WHAT YOU SHOULD DO -> From the entries, return every line where the string "silhouetted" shows up.

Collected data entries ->

▶

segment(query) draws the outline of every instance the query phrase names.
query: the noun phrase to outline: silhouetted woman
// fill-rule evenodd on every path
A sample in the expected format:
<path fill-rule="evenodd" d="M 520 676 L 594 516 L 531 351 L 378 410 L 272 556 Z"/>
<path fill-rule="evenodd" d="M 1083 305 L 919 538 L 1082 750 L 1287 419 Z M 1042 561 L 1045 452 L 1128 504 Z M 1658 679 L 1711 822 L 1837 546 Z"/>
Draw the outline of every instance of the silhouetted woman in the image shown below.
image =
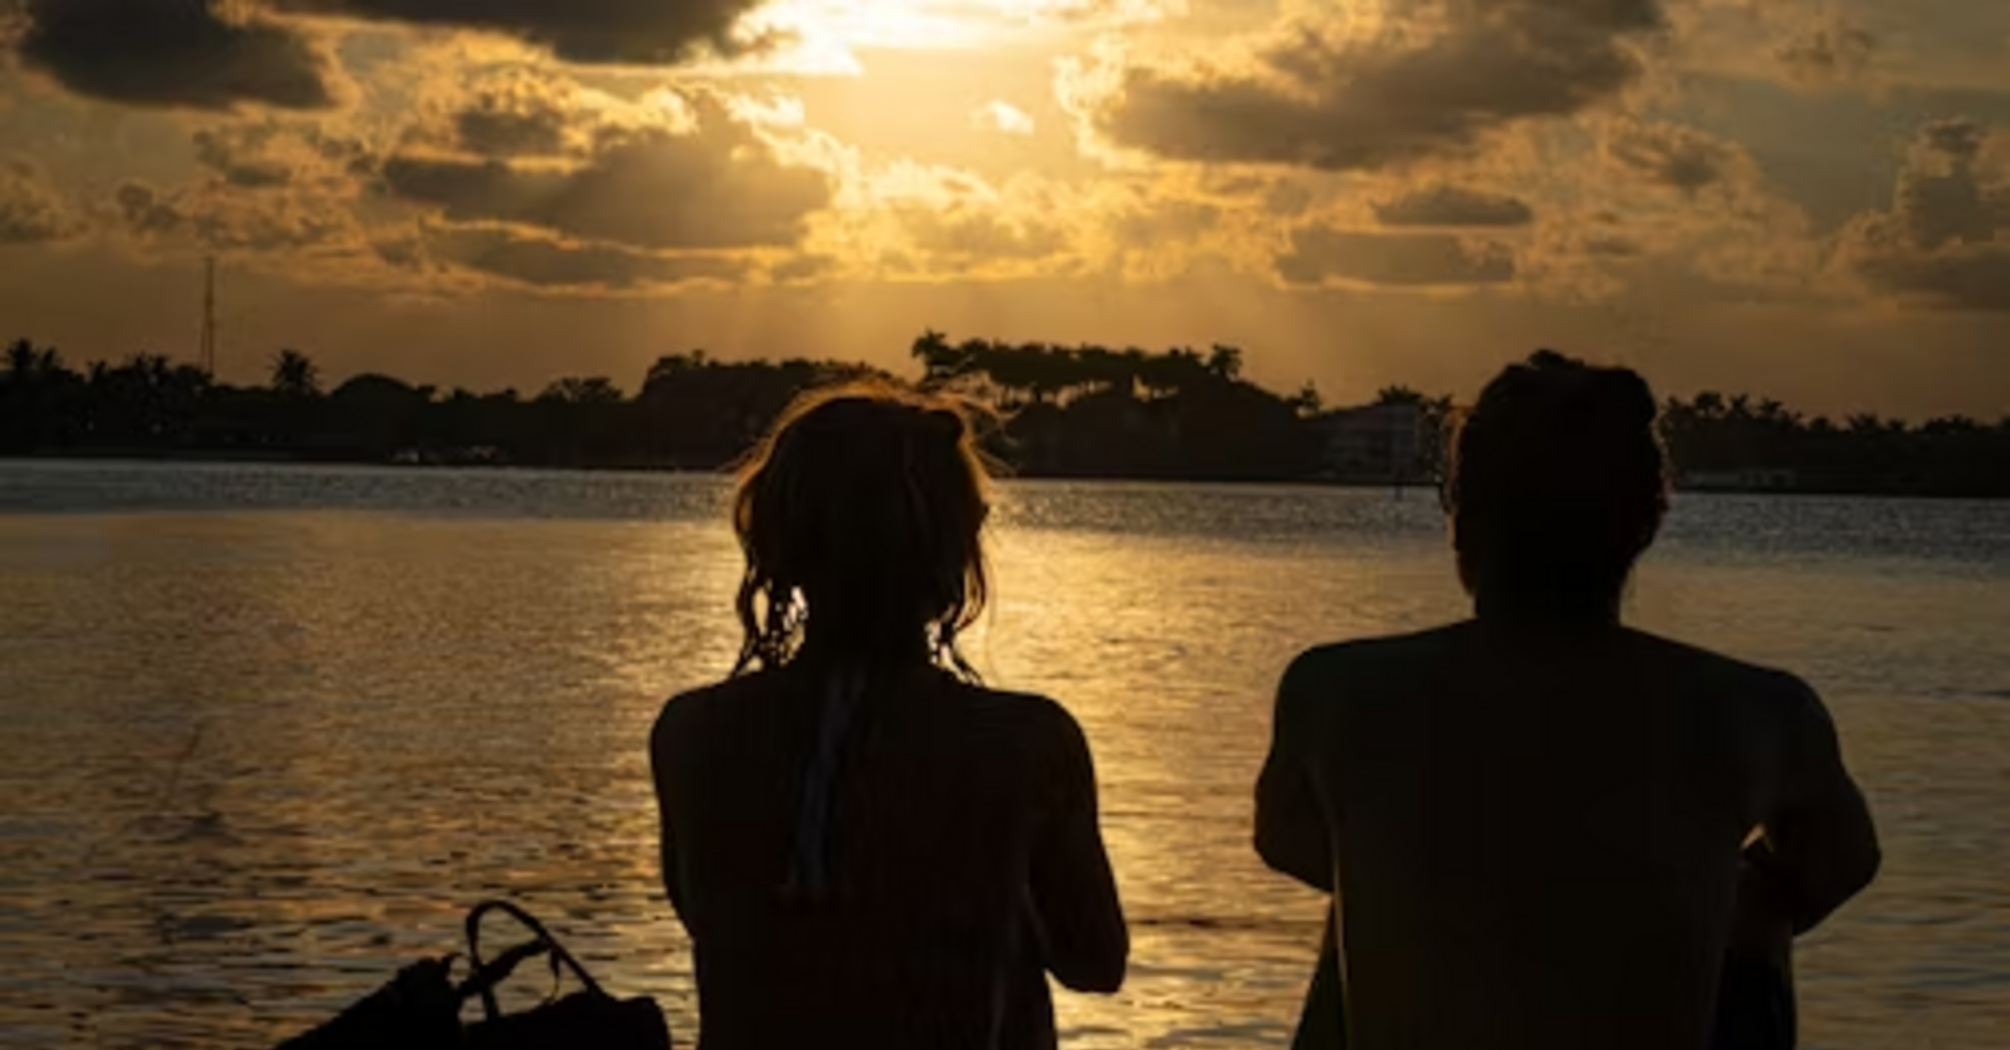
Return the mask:
<path fill-rule="evenodd" d="M 1052 1047 L 1128 935 L 1075 720 L 982 688 L 987 478 L 957 405 L 815 393 L 740 477 L 734 675 L 650 741 L 706 1050 Z"/>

◀

EXERCISE OUTPUT ->
query: the noun phrase to outline: silhouetted woman
Draw the outline of every instance of the silhouetted woman in the image shown below.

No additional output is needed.